### REQUIREMENTS
Copy the part of the listing below that opens with the line containing "Mark each gray" and closes with the line containing "413,540,513,574", including both of those lines, character for character.

### PROVIDED DATA
## START

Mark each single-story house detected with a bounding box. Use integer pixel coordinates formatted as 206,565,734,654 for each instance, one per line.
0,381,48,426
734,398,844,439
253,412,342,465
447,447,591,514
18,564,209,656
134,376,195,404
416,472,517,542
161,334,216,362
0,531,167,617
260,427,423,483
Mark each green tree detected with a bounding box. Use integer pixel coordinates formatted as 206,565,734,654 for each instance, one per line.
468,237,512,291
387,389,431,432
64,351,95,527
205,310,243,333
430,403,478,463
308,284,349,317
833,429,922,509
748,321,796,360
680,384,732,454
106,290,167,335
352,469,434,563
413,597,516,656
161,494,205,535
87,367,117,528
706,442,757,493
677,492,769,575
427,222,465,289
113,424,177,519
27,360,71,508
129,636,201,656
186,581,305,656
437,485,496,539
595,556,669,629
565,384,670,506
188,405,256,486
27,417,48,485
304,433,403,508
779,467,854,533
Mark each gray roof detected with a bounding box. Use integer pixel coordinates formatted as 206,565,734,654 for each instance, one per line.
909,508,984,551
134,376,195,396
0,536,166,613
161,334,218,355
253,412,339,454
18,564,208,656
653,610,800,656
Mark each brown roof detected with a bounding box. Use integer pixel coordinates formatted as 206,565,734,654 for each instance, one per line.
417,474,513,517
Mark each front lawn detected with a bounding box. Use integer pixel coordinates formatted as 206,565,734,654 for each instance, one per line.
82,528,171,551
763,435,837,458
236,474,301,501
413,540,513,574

## END
## START

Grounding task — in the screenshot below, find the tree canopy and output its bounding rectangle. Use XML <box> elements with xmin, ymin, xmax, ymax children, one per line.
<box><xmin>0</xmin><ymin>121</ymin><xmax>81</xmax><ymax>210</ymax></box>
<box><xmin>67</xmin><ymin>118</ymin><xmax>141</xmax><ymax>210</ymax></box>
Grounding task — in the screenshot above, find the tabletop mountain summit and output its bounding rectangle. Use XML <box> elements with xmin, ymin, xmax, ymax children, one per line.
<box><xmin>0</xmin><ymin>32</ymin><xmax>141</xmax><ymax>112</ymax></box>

## END
## START

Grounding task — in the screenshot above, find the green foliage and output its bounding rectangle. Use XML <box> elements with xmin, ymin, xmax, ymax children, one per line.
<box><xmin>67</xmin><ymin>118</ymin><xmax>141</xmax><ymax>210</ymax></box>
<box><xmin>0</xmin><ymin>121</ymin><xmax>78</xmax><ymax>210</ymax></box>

## END

### EXPECTED ANSWER
Mark each gray roof detected with a bounding box. Use integer pixel coordinates formatted as 206,565,734,654 for each instance, one per line.
909,508,984,551
134,376,195,396
0,536,166,613
161,334,218,355
253,412,339,454
18,564,208,656
653,610,800,656
Mark each brown roof detected with a bounding box. Use integer pixel coordinates formatted as 206,565,734,654 for each instance, one per line.
417,474,513,517
Mark each front lawn detected with a bounding box. Use integer pixel coordinates formatted as 206,565,734,654 for each instance, one per line.
82,528,171,551
763,435,837,458
236,474,301,501
413,540,513,574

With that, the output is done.